Exercise directions => The required result is the exact run of lines beginning at the one containing "Reviewer note: verify one keypoint per instance of the sunset" and ending at the last line of the entries.

(Position annotation records)
::::::

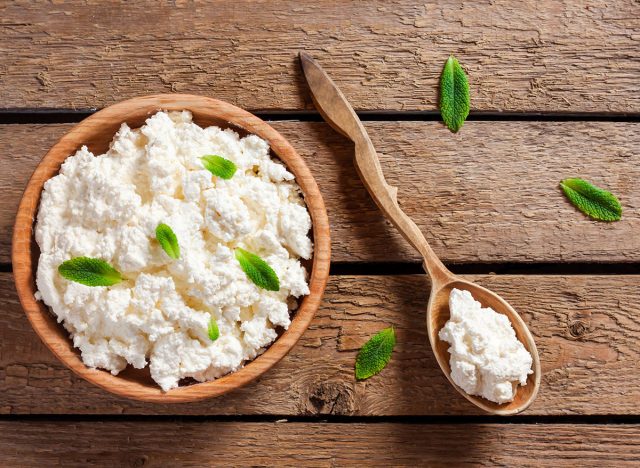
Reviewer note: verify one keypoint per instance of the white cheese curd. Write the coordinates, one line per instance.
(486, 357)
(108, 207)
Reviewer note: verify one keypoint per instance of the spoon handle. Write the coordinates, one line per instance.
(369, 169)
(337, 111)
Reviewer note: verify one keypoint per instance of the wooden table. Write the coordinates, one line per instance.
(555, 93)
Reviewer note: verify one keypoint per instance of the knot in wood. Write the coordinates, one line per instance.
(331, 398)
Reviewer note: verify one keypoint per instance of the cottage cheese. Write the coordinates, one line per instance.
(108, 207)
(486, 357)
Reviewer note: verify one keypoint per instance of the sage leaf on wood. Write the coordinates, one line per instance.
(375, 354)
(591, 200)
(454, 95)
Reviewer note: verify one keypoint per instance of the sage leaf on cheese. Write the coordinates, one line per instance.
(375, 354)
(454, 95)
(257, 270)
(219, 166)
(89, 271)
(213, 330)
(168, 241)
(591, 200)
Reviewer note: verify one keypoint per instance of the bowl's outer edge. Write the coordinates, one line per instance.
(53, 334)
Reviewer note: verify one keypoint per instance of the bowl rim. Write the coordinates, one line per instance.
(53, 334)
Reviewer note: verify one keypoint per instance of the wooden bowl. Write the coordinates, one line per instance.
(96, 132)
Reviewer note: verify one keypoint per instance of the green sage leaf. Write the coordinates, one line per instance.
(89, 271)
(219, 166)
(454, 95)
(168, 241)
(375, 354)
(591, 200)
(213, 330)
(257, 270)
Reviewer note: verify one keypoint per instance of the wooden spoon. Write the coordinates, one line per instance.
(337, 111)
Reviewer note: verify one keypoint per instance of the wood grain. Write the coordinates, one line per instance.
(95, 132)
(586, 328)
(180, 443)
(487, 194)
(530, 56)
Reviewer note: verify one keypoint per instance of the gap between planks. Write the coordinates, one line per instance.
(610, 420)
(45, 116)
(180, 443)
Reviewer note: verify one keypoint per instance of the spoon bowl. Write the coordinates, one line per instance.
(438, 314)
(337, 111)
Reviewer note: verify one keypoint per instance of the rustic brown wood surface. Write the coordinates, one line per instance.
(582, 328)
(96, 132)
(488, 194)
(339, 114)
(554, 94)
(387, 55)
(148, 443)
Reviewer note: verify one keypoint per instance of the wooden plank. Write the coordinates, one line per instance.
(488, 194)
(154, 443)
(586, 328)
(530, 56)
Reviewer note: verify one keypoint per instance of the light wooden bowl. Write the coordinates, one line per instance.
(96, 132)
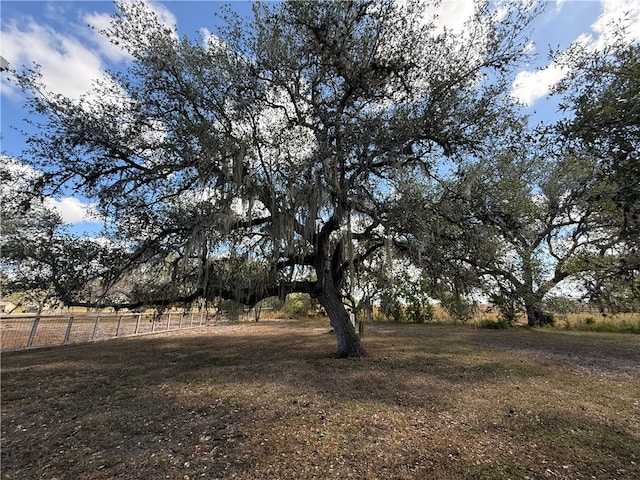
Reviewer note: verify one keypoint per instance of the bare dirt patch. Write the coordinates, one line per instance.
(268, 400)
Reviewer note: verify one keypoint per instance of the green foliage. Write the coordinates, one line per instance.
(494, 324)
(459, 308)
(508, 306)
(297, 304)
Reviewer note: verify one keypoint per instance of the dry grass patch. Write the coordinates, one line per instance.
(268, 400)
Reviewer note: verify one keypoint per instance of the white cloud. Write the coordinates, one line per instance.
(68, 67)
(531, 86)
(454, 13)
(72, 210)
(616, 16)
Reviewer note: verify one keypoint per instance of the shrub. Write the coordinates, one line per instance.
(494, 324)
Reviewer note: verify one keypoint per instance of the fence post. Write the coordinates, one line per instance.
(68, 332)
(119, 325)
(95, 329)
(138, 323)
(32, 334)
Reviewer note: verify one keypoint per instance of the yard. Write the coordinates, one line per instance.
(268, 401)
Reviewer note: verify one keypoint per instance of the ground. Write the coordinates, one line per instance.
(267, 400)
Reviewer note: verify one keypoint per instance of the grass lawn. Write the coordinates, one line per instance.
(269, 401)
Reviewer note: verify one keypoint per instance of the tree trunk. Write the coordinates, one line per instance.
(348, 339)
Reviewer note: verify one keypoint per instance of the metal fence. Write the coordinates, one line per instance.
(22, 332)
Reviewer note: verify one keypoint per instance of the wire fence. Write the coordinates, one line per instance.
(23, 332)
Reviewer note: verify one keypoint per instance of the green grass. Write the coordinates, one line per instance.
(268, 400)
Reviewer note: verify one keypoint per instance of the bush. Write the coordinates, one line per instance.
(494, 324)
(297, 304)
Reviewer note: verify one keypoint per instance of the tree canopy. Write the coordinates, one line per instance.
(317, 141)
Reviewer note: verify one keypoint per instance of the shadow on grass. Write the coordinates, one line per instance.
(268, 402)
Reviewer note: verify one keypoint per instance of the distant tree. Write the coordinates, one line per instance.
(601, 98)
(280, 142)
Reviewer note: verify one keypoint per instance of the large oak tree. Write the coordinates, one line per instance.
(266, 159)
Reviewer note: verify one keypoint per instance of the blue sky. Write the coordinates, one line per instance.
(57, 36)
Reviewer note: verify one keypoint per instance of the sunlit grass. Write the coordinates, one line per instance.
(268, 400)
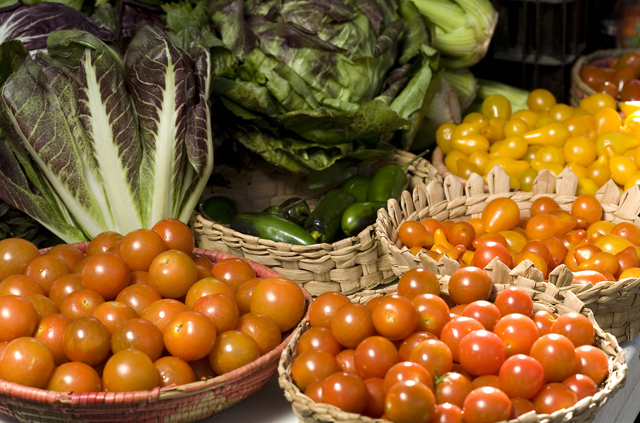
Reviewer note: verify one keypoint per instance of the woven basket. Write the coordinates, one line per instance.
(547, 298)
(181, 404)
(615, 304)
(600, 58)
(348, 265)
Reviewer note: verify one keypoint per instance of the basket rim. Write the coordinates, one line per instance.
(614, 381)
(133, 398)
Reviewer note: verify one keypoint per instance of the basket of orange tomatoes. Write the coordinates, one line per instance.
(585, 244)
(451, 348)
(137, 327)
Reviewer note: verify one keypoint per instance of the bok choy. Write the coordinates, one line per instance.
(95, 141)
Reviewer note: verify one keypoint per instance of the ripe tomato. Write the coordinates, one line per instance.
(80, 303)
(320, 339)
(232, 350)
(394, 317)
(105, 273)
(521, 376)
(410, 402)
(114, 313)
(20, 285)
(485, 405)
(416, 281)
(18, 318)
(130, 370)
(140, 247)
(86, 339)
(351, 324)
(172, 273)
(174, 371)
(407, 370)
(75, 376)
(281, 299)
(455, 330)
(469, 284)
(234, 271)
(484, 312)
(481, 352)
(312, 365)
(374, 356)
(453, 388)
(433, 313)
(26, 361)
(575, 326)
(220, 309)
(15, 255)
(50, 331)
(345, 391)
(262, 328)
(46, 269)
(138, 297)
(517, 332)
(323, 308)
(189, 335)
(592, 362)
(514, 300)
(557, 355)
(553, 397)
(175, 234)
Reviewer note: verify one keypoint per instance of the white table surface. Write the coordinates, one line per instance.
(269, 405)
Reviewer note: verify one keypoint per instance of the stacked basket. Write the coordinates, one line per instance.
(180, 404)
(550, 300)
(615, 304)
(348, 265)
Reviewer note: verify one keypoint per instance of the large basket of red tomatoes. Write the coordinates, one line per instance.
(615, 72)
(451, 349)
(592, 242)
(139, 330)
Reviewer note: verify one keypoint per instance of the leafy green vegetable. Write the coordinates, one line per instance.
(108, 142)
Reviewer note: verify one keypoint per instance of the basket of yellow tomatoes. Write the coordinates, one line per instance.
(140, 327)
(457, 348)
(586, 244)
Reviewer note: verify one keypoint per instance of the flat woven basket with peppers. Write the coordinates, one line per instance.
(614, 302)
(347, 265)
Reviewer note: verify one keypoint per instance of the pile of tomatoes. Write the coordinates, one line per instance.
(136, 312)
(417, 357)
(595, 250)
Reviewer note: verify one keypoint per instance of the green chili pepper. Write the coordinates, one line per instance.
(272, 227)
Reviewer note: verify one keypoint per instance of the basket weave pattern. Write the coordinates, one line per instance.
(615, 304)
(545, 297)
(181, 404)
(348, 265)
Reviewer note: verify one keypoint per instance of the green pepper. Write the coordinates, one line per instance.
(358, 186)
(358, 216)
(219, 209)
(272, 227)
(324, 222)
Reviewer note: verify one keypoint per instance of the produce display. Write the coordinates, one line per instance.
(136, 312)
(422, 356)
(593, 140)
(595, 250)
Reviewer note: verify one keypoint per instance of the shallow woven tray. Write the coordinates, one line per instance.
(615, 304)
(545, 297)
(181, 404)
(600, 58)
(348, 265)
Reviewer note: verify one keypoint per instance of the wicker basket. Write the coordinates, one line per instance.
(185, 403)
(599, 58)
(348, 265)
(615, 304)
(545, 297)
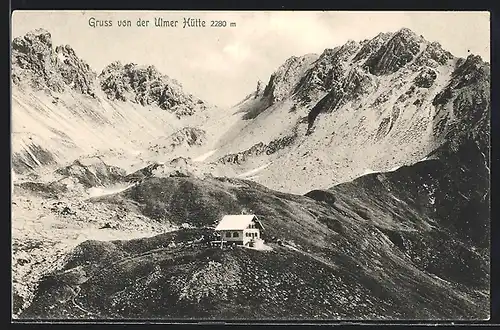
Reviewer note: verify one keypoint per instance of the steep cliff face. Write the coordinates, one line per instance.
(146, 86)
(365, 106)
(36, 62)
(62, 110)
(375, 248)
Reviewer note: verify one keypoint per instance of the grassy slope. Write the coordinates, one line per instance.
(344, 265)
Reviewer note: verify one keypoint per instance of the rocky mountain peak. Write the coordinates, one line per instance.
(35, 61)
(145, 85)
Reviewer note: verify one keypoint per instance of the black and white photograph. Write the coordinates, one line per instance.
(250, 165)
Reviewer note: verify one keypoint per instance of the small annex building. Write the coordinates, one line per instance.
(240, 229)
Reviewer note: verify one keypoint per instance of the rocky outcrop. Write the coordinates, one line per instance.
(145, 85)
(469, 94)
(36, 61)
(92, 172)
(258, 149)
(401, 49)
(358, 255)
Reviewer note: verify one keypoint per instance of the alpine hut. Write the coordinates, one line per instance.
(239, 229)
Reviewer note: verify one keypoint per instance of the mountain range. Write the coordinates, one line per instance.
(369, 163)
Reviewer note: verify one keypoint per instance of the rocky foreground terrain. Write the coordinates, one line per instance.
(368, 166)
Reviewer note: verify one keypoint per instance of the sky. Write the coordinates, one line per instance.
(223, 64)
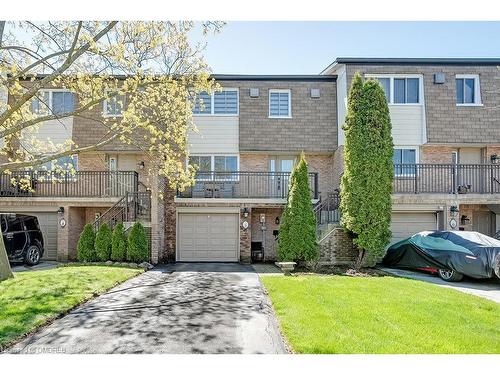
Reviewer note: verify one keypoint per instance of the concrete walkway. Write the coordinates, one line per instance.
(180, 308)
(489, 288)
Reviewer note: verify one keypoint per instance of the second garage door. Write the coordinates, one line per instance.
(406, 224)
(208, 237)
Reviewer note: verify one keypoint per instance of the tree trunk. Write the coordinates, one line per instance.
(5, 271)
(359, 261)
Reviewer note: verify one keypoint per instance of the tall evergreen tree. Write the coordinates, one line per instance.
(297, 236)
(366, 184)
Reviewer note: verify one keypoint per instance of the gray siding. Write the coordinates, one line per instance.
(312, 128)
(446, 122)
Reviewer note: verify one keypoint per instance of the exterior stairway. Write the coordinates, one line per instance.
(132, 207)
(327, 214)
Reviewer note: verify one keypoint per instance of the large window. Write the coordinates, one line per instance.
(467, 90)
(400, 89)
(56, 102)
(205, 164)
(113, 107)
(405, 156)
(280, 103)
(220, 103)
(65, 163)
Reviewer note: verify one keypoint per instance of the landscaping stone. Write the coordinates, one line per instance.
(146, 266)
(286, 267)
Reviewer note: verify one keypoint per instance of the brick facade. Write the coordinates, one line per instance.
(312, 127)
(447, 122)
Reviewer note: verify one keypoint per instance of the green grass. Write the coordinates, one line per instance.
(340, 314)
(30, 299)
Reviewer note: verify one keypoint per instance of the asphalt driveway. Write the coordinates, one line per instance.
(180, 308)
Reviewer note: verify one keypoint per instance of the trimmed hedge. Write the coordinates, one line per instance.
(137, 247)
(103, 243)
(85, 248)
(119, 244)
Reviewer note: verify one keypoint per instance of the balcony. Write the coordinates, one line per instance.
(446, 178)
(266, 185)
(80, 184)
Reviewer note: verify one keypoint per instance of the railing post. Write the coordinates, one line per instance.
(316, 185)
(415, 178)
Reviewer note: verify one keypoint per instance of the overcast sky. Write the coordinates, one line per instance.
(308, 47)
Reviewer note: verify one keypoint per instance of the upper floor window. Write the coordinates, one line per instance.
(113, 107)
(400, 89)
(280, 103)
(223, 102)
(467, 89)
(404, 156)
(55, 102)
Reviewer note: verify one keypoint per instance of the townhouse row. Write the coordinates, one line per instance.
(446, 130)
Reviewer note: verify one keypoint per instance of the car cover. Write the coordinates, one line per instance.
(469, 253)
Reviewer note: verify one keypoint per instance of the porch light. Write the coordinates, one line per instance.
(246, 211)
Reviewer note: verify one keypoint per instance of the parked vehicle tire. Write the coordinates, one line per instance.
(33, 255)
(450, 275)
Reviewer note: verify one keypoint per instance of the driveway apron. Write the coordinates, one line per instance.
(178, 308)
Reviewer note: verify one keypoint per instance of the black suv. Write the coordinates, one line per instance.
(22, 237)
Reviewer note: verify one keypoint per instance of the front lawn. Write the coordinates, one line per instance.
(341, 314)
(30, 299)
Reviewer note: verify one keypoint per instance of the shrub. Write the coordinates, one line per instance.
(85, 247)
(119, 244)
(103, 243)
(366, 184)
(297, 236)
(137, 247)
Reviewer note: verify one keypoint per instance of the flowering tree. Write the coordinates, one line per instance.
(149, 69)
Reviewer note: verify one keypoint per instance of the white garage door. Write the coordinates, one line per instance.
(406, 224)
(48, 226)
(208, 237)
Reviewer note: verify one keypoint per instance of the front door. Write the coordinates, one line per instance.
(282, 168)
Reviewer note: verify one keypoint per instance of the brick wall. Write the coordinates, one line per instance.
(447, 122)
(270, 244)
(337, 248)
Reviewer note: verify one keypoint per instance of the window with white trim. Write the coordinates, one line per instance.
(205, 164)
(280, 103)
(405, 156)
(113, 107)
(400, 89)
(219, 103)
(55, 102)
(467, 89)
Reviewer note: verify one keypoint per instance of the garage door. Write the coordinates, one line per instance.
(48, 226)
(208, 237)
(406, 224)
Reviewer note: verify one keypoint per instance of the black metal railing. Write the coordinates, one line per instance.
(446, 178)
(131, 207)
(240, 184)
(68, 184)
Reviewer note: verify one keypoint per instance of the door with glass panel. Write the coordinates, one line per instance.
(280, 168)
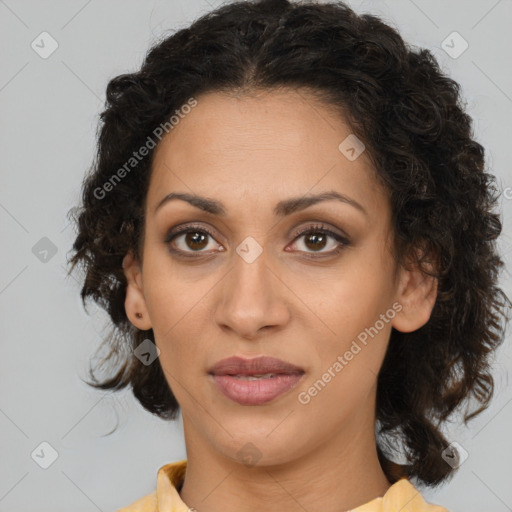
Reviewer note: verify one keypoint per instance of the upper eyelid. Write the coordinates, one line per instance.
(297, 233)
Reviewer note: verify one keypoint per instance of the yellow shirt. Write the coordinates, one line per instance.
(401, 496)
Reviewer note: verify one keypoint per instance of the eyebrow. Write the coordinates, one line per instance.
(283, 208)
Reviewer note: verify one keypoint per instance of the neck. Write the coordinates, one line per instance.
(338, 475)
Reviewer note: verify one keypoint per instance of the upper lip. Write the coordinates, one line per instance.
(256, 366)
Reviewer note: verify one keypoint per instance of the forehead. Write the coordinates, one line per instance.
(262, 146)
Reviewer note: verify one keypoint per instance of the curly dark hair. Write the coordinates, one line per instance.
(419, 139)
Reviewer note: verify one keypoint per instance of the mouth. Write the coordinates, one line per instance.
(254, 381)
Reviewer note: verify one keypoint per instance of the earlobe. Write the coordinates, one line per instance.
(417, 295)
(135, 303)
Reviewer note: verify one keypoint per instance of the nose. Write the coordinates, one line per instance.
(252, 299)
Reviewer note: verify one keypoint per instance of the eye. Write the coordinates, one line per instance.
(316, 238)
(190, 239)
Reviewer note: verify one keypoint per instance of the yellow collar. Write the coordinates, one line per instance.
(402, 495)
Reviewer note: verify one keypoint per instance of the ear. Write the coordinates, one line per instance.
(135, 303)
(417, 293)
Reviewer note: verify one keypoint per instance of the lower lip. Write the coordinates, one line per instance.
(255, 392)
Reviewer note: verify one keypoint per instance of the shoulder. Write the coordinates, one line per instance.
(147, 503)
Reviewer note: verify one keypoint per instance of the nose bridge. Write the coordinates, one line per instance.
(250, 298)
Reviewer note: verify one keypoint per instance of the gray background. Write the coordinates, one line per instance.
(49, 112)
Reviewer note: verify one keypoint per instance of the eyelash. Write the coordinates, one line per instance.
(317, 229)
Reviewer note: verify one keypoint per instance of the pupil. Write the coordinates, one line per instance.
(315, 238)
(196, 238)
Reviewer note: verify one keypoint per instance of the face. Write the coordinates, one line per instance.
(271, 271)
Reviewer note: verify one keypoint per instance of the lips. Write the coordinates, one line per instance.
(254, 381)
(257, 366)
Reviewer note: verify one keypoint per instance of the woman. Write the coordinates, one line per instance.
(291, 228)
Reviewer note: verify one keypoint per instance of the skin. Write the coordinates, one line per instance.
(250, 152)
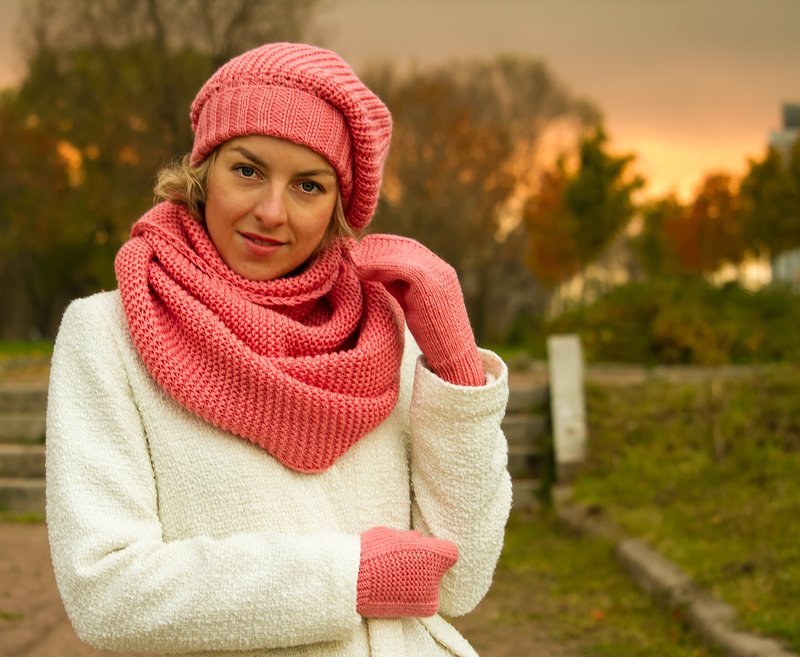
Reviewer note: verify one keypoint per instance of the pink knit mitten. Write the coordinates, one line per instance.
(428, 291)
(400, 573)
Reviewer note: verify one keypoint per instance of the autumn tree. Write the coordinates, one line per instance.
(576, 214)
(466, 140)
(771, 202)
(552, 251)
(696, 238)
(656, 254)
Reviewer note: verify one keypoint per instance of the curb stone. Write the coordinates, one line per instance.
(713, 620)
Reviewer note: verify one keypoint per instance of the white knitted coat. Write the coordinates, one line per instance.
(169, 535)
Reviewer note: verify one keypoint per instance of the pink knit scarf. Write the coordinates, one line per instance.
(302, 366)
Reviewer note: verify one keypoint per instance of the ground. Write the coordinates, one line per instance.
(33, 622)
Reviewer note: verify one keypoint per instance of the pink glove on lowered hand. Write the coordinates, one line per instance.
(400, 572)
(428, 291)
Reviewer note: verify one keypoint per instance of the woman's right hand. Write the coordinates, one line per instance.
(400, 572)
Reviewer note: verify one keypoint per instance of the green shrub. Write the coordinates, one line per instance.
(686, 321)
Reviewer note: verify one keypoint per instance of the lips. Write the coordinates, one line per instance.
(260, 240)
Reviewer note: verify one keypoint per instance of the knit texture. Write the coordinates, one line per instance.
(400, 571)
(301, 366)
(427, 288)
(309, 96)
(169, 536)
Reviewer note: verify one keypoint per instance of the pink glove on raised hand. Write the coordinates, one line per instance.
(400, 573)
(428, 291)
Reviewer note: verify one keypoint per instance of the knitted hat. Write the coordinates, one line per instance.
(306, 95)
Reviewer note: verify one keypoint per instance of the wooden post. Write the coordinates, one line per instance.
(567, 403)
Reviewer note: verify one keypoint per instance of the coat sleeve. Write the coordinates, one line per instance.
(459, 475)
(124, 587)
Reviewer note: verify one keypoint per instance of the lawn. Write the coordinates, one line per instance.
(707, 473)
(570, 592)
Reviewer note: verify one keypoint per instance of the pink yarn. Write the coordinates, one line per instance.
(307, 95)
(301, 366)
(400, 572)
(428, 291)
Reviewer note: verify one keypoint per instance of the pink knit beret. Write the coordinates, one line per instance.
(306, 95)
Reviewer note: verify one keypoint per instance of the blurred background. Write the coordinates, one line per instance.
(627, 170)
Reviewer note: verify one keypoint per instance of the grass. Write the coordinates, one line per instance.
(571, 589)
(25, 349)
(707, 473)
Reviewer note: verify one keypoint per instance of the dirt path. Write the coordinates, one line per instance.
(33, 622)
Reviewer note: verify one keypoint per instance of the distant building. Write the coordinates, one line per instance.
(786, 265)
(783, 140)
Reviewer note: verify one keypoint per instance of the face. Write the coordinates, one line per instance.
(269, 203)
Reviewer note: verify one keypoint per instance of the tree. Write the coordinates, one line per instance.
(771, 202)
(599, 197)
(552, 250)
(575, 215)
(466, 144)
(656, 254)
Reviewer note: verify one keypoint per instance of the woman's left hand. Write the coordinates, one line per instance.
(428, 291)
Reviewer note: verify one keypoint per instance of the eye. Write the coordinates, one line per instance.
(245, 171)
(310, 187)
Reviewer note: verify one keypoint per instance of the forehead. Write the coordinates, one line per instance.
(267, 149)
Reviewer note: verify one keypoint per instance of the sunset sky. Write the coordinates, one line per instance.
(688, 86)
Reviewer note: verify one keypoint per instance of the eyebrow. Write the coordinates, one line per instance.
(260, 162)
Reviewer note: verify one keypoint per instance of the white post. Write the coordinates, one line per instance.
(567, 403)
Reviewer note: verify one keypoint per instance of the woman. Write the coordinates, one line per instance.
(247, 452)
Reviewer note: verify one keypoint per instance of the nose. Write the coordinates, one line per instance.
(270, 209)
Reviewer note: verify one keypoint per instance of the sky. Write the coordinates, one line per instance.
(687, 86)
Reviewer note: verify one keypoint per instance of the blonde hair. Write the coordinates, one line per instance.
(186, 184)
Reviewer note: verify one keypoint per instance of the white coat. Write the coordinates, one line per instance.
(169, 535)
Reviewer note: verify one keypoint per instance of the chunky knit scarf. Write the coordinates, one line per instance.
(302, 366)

::::::

The response =>
Reviewer note: verify one keypoint per instance of the sunset sky. Write the coordinates, one line per instance.
(688, 86)
Reviewer note: verify one keypoint per instance of the eyebrow. Write the coordinates, one line per instance.
(260, 162)
Reviewer note: verify one keypoint per instance of the white post. Write the coordinates, one line per instance.
(567, 403)
Reviewer note: verify one keypoint per instance of the woman. Write the coordinates, one line per instance.
(247, 452)
Reviewer note: verify one keypoint per instance of the nose. Write the coordinates, one line per instance.
(270, 209)
Reviewer note: verify one keypoint per instance of the sky. Write the coordinates, one line per instance.
(687, 86)
Reviewer note: verify one keypoint per instance of the blonde hair. Write the coordinates, one line per instance.
(186, 184)
Reviewer note: verify one keypoint per instance of the white coat. Write the coordinates, one line per instance.
(169, 535)
Reviewer note: verify one keypoint per instance of the chunky knit scarf. Write the coordinates, one line per instance.
(302, 366)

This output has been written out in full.